— Begin —
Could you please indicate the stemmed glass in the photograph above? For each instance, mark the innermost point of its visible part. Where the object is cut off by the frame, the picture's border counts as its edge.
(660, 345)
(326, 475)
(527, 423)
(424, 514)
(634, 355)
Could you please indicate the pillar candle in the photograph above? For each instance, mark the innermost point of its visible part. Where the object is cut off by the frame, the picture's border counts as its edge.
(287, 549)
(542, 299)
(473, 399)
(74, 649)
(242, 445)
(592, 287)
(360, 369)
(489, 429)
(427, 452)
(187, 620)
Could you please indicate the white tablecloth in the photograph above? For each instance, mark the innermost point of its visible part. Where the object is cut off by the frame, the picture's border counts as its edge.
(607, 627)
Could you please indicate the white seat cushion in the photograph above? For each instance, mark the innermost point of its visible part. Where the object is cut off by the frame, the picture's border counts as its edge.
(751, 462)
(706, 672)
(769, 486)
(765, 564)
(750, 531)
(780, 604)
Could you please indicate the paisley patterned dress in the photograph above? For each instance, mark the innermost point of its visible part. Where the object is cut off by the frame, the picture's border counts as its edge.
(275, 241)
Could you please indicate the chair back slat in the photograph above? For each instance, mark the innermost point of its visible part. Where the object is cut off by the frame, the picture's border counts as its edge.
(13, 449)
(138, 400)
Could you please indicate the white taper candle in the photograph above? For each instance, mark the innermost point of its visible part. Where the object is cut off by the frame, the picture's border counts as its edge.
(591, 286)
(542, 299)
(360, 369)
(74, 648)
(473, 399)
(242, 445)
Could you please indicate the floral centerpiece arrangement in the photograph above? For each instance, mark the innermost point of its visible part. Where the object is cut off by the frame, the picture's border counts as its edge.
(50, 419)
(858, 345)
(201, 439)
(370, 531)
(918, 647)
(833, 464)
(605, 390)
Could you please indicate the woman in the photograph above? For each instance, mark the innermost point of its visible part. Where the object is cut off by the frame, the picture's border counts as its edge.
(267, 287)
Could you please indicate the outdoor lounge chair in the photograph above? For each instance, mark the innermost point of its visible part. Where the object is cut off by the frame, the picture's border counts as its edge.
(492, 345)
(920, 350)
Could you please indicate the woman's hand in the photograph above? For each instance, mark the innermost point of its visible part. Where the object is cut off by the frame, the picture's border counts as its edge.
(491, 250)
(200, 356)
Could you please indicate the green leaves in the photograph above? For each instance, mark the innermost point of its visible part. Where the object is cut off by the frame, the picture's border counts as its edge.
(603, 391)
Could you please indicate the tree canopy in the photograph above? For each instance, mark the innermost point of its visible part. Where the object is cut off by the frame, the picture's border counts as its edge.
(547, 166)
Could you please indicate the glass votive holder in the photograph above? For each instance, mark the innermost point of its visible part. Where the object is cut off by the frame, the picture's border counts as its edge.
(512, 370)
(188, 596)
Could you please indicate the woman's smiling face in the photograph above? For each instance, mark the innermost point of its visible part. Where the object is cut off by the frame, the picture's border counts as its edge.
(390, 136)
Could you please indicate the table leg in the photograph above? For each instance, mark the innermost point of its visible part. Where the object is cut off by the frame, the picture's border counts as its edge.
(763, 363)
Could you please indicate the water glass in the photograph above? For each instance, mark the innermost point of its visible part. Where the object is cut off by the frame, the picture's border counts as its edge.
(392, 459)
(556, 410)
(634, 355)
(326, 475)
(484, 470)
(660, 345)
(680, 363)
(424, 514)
— End —
● **INSTRUCTIONS FOR THE TASK**
Reproduce every entry above word for word, changing nothing and leaving nothing out.

● **RESULT FOR THIS EXERCISE**
Could you please indicate the stemmed glass in the photograph above? For each instance, mark the innermost point of its visible part. Where the object is cut off by the frame, the picture's border counts as its edge.
(660, 345)
(326, 475)
(527, 423)
(424, 514)
(634, 355)
Could you please indicate the pillar candle in the photograph above? For each instance, mark the innermost point of its visible part. Where the object is cut off by the frame, the picture's border counts as its edge.
(287, 549)
(542, 299)
(473, 399)
(74, 649)
(242, 445)
(592, 287)
(360, 369)
(489, 429)
(427, 452)
(187, 620)
Could you please indicate the white tablecloth in the photograph above? For each instance, mark the innermost point of its visible part. Where the object is cut off by the frame, the picture's border counts as its edge.
(607, 627)
Could you please indicate the white seat cushion in the photograph above? For each instance, mark the innermost point of its visible part. Where the object is cut off by the frame, the picture's border counts as its edge.
(751, 462)
(706, 672)
(769, 486)
(765, 564)
(750, 531)
(780, 604)
Could you please indicate the paisley patterned dress in the photograph above? For each instance, mark the innermost point of its visible part. Where the object is cut off by the frame, the picture's border counts as its edge.
(275, 241)
Could you please indicate the chair back slat in the photograph above? For each instance, mark the innermost point of its visible part. Where the object is cut off by the frame, the picture's border counts as its edge.
(13, 449)
(138, 400)
Could you please indicate the white taper candle in the photograph above? For each instance, mark the innermost point of its visible part. Where the object is cut off by the frame, the picture's border counts as its edge.
(591, 286)
(542, 299)
(360, 369)
(74, 648)
(473, 399)
(242, 445)
Could you please indicate the floral centerpiece arrangement in the photograph above? For each instance, mark the innermost point of its visible part. Where the object is cut off by the frame, the picture's border counts as its edge.
(50, 419)
(858, 345)
(201, 439)
(370, 531)
(918, 647)
(833, 464)
(605, 390)
Could you please indicate the woman in the photograph above? For each instance, mark the innermost point of its visible part. Where the object is cut off by the frame, the picture's border counts as its edge.
(267, 287)
Could you please indicate the outdoor lounge chair in the photograph above? For each instance, mark the innermost point of its visible part. Where the object is cut off by the frame, the picture's border counts as its edge.
(492, 345)
(920, 350)
Could you please indicate the woman's hand in the photograph above? For each instance, mark the innermost point of its visible part. Where the object is cut off by the frame, the picture's border counts as its edge.
(491, 250)
(200, 356)
Could you please indicate the green leaves in the photograph above? For each instance, mark the innermost point of its visible part. Where the object is cut off by the frame, the picture's border counts as its edge.
(603, 391)
Could you please indicate the tree canopy in the photograph above? For each instance, mark the innermost point of its visible part. Where the object is cut off by the frame, the picture's border counts as its edge.
(547, 166)
Could you please indicate the glass votive holder in the photograph above? For each instance, mark the innermost point of its visible part. Where the object is cut off by the frame, the picture's border counts as its edge.
(512, 370)
(188, 596)
Could you please indicate the woman's smiling face in the photograph above? For each instance, mark the innermost point of its visible part. Where the object is cut off by the frame, the picture's border counts as its edge.
(390, 136)
Could you please indicate the table leg in the photograph above? For each instance, mark the innermost point of its visible part. Where the object is cut off by the frame, the picture's border counts as its edge.
(763, 363)
Could you please indicate the water glass in the photograph above? For each instance, mark the innermost point of its visible part. Where the object is cut off by the frame, the picture's border counts as its edge.
(392, 459)
(556, 410)
(634, 355)
(326, 475)
(484, 470)
(660, 345)
(680, 363)
(424, 514)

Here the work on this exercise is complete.